## [The request]
Reproduce the listing below without changes, except that pictures are left out.

## [Point annotation dataset records]
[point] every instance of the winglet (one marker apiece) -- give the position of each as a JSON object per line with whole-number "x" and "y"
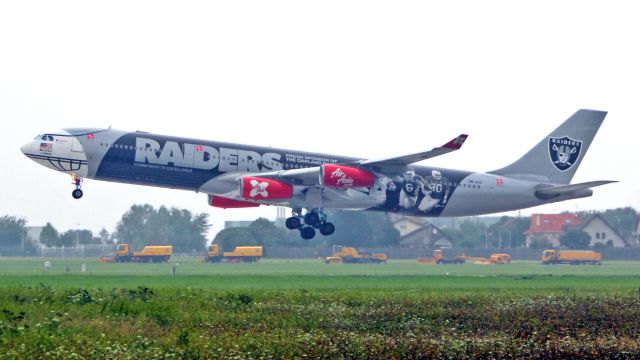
{"x": 456, "y": 143}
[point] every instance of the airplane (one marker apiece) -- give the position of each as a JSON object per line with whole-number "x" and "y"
{"x": 239, "y": 176}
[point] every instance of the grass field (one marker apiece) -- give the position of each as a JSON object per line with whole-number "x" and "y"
{"x": 305, "y": 308}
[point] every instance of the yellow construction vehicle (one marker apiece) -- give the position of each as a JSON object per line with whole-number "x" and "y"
{"x": 499, "y": 258}
{"x": 350, "y": 255}
{"x": 574, "y": 257}
{"x": 153, "y": 253}
{"x": 240, "y": 253}
{"x": 439, "y": 258}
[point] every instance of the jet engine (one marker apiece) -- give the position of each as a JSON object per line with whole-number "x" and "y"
{"x": 226, "y": 203}
{"x": 256, "y": 188}
{"x": 339, "y": 176}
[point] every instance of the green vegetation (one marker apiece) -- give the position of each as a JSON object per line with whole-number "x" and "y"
{"x": 294, "y": 309}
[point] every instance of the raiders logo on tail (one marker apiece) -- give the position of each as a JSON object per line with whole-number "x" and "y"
{"x": 564, "y": 152}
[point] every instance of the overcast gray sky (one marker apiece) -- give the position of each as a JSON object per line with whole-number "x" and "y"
{"x": 361, "y": 78}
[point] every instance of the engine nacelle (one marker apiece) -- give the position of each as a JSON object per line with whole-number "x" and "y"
{"x": 226, "y": 203}
{"x": 340, "y": 176}
{"x": 256, "y": 188}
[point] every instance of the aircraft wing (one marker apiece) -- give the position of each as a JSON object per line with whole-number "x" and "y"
{"x": 565, "y": 189}
{"x": 310, "y": 176}
{"x": 402, "y": 161}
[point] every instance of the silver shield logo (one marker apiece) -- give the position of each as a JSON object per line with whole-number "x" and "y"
{"x": 564, "y": 152}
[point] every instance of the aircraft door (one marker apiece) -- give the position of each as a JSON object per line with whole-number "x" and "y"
{"x": 76, "y": 146}
{"x": 188, "y": 151}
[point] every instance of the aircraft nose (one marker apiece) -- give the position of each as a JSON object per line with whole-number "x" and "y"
{"x": 26, "y": 148}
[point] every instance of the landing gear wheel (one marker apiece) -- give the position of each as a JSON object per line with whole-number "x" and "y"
{"x": 327, "y": 228}
{"x": 307, "y": 232}
{"x": 293, "y": 222}
{"x": 312, "y": 218}
{"x": 77, "y": 194}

## [Reply]
[point] every instance of the winglet (one marker apiece) -- give the position of each as a JSON object per line with whole-number "x" and "y"
{"x": 456, "y": 143}
[point] every instance of the airplane (one marker apiece) -- give the position of each as a JSON object per line with whole-number "x" and "y"
{"x": 239, "y": 176}
[point] every instance of the grass field (one marker apiece) -- give the position of each as a JSON object per line with whole-number "x" and "y"
{"x": 305, "y": 308}
[point] every instance of the yellow construction vehicle (one marker apiece) -- give the position of each as a JSON object per line with whole-number "x" and "y"
{"x": 499, "y": 258}
{"x": 350, "y": 255}
{"x": 574, "y": 257}
{"x": 153, "y": 253}
{"x": 240, "y": 253}
{"x": 439, "y": 258}
[point] every instance of the jet engine (one marker apiece) -- give the position of each as a JSON object per line with whole-number "x" and "y"
{"x": 226, "y": 203}
{"x": 256, "y": 188}
{"x": 339, "y": 176}
[point] every instance of the green vegetation (one marker apiece) -- give the position of each as a JSON object per line with whole-number "x" and "y"
{"x": 294, "y": 309}
[point] every instance of the raiders logo on tail (one marker apiece) -- give the position of each as a JSON object per line with whole-number "x" and "y"
{"x": 564, "y": 152}
[point] every instance of the overcast gray sky (one marker apiece) -- give the position of each as a JSON object per line with whole-number "x" and "y"
{"x": 361, "y": 78}
[point] every instance of the engine nacelle (one marker apiece) -- give the position of each as a JSON object per line with whole-number "x" and "y"
{"x": 226, "y": 203}
{"x": 340, "y": 176}
{"x": 256, "y": 188}
[point] every instance of the aircraft wing (one marker apiece) -- give the position of each as a JSON object per line with whole-number "x" and "y"
{"x": 565, "y": 189}
{"x": 310, "y": 176}
{"x": 402, "y": 161}
[point] every instance of the silver shield logo (one marker apiece) -- give the position of each as a JSON object per line with whole-number "x" and "y"
{"x": 564, "y": 152}
[point] every instance of the aircraft door (one marker apiece) -- give the position of each as a JSON object per line with whole-number "x" and "y"
{"x": 76, "y": 146}
{"x": 188, "y": 151}
[point] every instance of the aircraft nose (one marker apiece) -- give the position of each as a JSON object per line with whole-number "x" and "y"
{"x": 26, "y": 148}
[point] every instance of the landing gear wheel (one marker apiece) -- give the position of each as a JSON object per line with whole-number "x" and "y"
{"x": 327, "y": 228}
{"x": 307, "y": 232}
{"x": 293, "y": 222}
{"x": 312, "y": 218}
{"x": 77, "y": 194}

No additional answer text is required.